Selected passage
========

Categories: PS VitaReviews

Criminal Girls: Invite Only review for PS Vita

Platform: PS Vita
Publisher: NIS America
Developer: Nippon Ichi Software
Medium: Digital/Vita Card
Players: 1
Online: No
ESRB: M

Thanks to my PS Vita, I’ve come to learn that not all fanservice-y Japanese games are created equal. There are games with salacious premises that are actually not very scandalous at all (see: Akiba’s Trip), and games starring young girls that are about as far from exploitative and creepy as you can possibly get (that’d be the Atelier series). There are games like Danganronpa and Hyperdimension Neptunia, that feature fanservice while simultaneously mocking it. There the games that live up to every creepy, negative stereotype of that big broad genre, and then some (AKA the Senran Kagura series). And, of course, there are games like Monster Monpiece and (as you might guess from the fact you’re reading this review) Criminal Girls: Invite Only.

Obviously, in terms of gameplay, the two games have very little in common: Monster Monpiece is a card battle game, while Criminal Girls is a dungeon crawler with turn-based combat. Unfortunately, however, they both also feature mechanics that are…well, “problematic” seems like it would be the diplomatic way of putting it. In Monster Monpiece’s case, it was the infamous “rubbing” minigames. In Criminal Girls, things are a little more complex, but it’s still not the kind of thing you’ll feel comfortable playing in public: you motivate young girls to fight demons by punishing them using whips, shocks, and…uh…yeah.

========

Your tasks
A. According to the Criminal Girls review, what kind of game is Monster Monpiece?
B. In the Criminal Girls review, rewrite the part starting at "Thanks to my" and ending at "Girls: Invite Only.", changing "genre" to "category".
C. Write what comes next in the review of Criminal Girls: Invite Only, picking up after its final sentence.

Dataset extract
========

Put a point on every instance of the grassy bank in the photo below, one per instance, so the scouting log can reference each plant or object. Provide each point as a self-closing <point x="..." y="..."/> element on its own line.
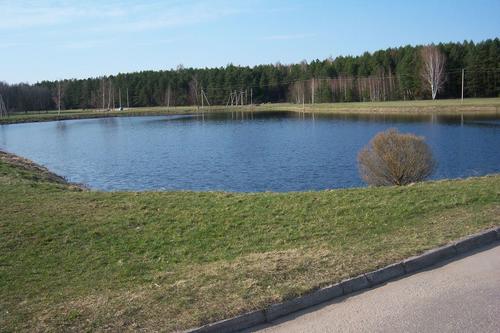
<point x="481" y="106"/>
<point x="73" y="259"/>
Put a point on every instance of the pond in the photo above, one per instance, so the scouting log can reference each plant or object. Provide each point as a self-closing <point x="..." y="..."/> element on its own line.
<point x="248" y="152"/>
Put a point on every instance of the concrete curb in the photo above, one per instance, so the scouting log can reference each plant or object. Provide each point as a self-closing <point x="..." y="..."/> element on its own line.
<point x="357" y="283"/>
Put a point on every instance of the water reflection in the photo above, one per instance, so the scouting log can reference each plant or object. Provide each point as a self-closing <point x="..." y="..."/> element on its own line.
<point x="243" y="151"/>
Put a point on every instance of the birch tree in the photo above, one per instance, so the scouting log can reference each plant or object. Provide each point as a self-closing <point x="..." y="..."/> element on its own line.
<point x="433" y="68"/>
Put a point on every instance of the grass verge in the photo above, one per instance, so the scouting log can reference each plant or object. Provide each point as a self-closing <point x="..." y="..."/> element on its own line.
<point x="73" y="259"/>
<point x="472" y="106"/>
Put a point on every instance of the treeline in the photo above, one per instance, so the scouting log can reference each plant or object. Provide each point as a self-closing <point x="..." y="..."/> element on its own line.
<point x="392" y="74"/>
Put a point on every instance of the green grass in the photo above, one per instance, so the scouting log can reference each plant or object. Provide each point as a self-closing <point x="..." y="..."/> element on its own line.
<point x="73" y="259"/>
<point x="481" y="106"/>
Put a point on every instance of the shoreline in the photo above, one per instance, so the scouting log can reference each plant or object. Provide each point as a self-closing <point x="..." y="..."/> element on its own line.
<point x="473" y="107"/>
<point x="42" y="172"/>
<point x="192" y="258"/>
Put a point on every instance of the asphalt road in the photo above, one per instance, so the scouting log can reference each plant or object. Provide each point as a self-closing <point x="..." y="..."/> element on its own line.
<point x="457" y="296"/>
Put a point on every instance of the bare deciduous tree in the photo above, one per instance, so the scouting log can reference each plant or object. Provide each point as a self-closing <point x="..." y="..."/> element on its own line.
<point x="433" y="68"/>
<point x="392" y="158"/>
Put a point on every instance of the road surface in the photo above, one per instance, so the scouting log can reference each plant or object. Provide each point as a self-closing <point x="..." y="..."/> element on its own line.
<point x="457" y="296"/>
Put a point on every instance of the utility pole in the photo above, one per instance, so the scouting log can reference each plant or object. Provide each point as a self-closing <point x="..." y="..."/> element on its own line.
<point x="58" y="97"/>
<point x="109" y="95"/>
<point x="3" y="109"/>
<point x="463" y="75"/>
<point x="128" y="105"/>
<point x="201" y="95"/>
<point x="168" y="97"/>
<point x="312" y="91"/>
<point x="103" y="98"/>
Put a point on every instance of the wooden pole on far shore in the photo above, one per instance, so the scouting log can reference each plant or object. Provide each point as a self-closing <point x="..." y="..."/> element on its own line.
<point x="463" y="74"/>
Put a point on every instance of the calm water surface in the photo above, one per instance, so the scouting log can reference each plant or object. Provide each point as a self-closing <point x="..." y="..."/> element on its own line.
<point x="259" y="152"/>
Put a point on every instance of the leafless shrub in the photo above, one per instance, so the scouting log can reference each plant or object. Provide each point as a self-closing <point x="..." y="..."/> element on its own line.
<point x="392" y="158"/>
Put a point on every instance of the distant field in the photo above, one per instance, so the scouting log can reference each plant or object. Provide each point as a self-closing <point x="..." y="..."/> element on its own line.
<point x="448" y="106"/>
<point x="77" y="260"/>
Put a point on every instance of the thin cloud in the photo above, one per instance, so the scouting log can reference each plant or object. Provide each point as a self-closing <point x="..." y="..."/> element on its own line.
<point x="111" y="17"/>
<point x="288" y="37"/>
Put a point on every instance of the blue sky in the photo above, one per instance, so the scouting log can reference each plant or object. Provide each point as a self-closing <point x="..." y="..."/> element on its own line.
<point x="77" y="39"/>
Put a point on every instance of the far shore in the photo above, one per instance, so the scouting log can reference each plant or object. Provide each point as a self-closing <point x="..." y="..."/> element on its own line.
<point x="472" y="106"/>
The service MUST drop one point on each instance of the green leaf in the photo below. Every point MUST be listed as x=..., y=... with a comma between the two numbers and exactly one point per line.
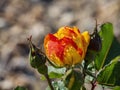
x=106, y=33
x=117, y=88
x=110, y=74
x=43, y=69
x=56, y=72
x=20, y=88
x=74, y=81
x=58, y=85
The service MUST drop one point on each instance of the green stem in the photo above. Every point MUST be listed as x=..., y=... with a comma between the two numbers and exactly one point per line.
x=49, y=82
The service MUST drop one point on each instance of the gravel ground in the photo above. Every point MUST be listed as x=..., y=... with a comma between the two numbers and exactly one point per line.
x=21, y=18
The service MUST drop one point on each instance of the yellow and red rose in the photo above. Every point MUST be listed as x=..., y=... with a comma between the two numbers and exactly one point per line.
x=67, y=47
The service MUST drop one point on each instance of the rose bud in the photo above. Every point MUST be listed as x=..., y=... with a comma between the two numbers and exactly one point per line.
x=67, y=47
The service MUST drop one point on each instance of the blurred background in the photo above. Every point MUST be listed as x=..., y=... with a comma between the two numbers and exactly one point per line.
x=21, y=18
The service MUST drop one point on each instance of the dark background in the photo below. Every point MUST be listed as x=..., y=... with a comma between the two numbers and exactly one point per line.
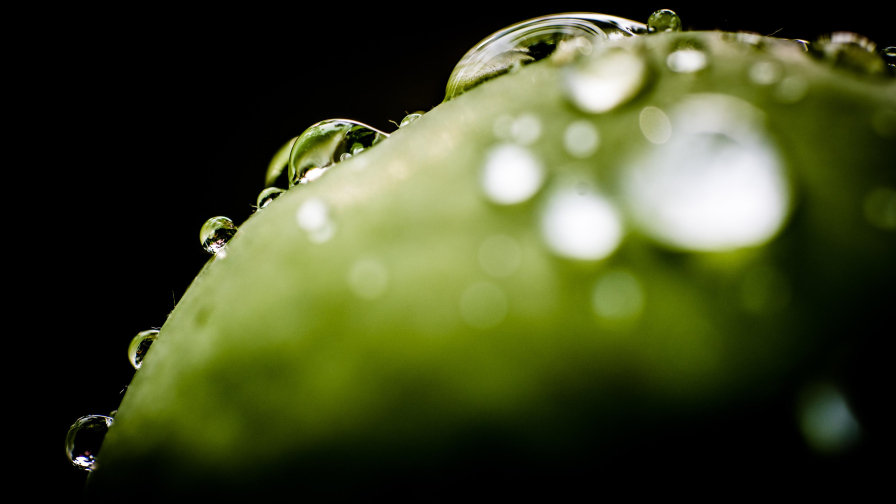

========

Responses for each task
A. Monster Monpiece is a card battle game.

B.
Thanks to my PS Vita, I’ve come to learn that not all fanservice-y Japanese games are created equal. There are games with salacious premises that are actually not very scandalous at all (see: Akiba’s Trip), and games starring young girls that are about as far from exploitative and creepy as you can possibly get (that’d be the Atelier series). There are games like Danganronpa and Hyperdimension Neptunia, that feature fanservice while simultaneously mocking it. There the games that live up to every creepy, negative stereotype of that big broad category, and then some (AKA the Senran Kagura series). And, of course, there are games like Monster Monpiece and (as you might guess from the fact you’re reading this review) Criminal Girls: Invite Only.

C.
It practically goes without saying that they’re all scantily clad and in suggestive poses, because why not? And, naturally, the only way to upgrade their skills is by punishing them, so it’s not like you can avoid doing it — it’s one of the key aspects of the game.

In other words, Criminal Girls is like Monster Monpiece in that it, too, is a decent game that’ll be entirely overshadowed by one creepy aspect that’ll make you want to shower because it makes you feel so dirty (and not in a good way).

Of course, there are differences between the two, going beyond the fact they’re different genres. Where Monster Monpiece was really not very scandalous outside of the rubbing, creepy misogyny is kind of baked into Criminal Girls’ DNA. After all, we’re talking about a game in which you — as a male prison guard — are tasked with leading pre-pubescent girls out of Hell, and the girls are all there because they’re delinquents who need to be punished to help them avoid the lives of sin they’re sure to lead if they make it into their teenage years (as well as to help them enhance those aforementioned skills). Couple that with the skimpy clothing they’re all wearing, and you basically have the set-up for some horrible exploitation/soft-core lesbian porn film.

Here’s the thing, though: when you’re actually in the dungeons, searching around for exits and battling whatever random monsters and demons you come across, all that punishment nonsense doesn’t come into play at all. Instead, it’s practically all about the surprisingly intense turn-based battles, where you’re juggling party members in and out based on what they can do and making split decisions about when to use items. No matter how distasteful the manner in which you obtain special attacks may be, when you’re slugging it out with various beasts that stuff will be pretty far from your mind.

That doesn’t erase it entirely, though — because let’s face it, it becomes pretty appalling when you give it any thought whatsoever. And contrary to what I’ve already said, the comparison to Monster Monpiece doesn’t entirely work, since Criminal Girls doesn’t stand up quite so well on its own if you turn a blind eye to that stuff. It’s easy (or at least easier) to overlook something that feels juvenile when the game beyond that aspect is really, really good. When the rest of the game is basically just your standard dungeon crawler…well, it gets judged as a standard dungeon-crawler, and loses one or two marks for being kind of icky.